- _EXTRACTED INFORMATION_:

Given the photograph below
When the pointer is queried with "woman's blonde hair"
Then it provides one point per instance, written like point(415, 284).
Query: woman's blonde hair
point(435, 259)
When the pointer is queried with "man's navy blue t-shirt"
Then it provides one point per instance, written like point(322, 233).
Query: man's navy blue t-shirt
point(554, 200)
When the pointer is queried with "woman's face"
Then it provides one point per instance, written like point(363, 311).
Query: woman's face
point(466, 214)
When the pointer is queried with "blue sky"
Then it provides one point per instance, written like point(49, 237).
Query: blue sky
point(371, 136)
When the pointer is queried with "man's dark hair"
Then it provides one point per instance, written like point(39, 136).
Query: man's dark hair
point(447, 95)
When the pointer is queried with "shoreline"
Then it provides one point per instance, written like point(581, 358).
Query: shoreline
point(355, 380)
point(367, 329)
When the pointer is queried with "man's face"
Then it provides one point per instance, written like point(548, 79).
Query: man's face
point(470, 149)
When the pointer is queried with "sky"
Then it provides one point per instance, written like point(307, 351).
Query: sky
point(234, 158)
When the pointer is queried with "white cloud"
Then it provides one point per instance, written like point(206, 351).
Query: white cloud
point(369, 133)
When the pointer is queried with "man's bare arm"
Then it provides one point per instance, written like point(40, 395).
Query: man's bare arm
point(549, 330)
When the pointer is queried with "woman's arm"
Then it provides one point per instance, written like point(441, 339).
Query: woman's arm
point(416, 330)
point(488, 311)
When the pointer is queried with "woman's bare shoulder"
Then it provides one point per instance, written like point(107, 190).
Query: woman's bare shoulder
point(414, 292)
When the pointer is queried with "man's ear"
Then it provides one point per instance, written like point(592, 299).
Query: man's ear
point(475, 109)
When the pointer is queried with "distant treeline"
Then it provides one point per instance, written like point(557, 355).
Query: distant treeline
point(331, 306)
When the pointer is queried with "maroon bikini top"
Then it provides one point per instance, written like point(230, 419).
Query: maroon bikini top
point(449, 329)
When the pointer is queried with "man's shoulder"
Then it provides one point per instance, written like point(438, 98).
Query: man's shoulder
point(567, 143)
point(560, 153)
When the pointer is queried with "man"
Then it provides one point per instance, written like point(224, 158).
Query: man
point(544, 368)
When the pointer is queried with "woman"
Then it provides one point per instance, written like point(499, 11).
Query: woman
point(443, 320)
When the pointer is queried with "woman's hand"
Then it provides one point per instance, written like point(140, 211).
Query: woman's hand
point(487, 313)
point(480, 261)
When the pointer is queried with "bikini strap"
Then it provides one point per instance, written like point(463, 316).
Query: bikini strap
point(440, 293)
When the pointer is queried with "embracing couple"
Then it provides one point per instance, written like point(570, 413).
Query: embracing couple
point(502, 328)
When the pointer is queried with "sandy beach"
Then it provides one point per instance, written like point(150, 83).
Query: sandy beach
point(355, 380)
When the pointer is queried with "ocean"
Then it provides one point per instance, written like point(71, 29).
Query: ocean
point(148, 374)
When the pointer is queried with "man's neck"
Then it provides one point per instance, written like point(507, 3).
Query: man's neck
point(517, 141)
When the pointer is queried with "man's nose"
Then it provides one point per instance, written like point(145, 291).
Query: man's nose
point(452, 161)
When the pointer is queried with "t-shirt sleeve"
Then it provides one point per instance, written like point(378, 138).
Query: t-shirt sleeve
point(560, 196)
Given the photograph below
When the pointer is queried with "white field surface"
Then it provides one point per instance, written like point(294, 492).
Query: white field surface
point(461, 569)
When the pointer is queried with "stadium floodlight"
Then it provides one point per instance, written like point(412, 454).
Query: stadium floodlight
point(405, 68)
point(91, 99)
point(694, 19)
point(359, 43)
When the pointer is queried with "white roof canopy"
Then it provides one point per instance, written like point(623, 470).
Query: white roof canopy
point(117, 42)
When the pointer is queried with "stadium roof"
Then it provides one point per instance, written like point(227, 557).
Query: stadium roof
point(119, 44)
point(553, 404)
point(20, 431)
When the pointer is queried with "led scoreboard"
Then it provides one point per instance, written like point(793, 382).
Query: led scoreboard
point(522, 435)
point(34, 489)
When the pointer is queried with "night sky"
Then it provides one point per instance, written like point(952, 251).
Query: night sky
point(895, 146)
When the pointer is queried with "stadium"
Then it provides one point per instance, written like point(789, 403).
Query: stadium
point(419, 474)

- _DIRECTIONS FOR THIS TASK_: Given the records above, restate word for word only the lines starting at the one with "Query: sandy beach" and ending at the one with "like point(294, 492).".

- _EXPECTED OUTPUT_:
Query: sandy beach
point(355, 380)
When the pointer is queried with "ocean"
Then it provides one point per instance, written like point(71, 29).
Query: ocean
point(148, 374)
When the pointer is queried with "man's neck"
Then it provides one point per instance, written like point(507, 3).
Query: man's neck
point(517, 141)
When the pointer is queried with "man's nose"
Then it provides one point per instance, written like point(145, 291).
Query: man's nose
point(452, 161)
When the pointer is queried with "t-shirt sleeve"
Then it provides one point per instance, written like point(378, 138).
Query: t-shirt sleeve
point(560, 196)
Given the photograph below
When the pointer is queried with "white field surface"
Then it provides one point per instance, written like point(294, 492).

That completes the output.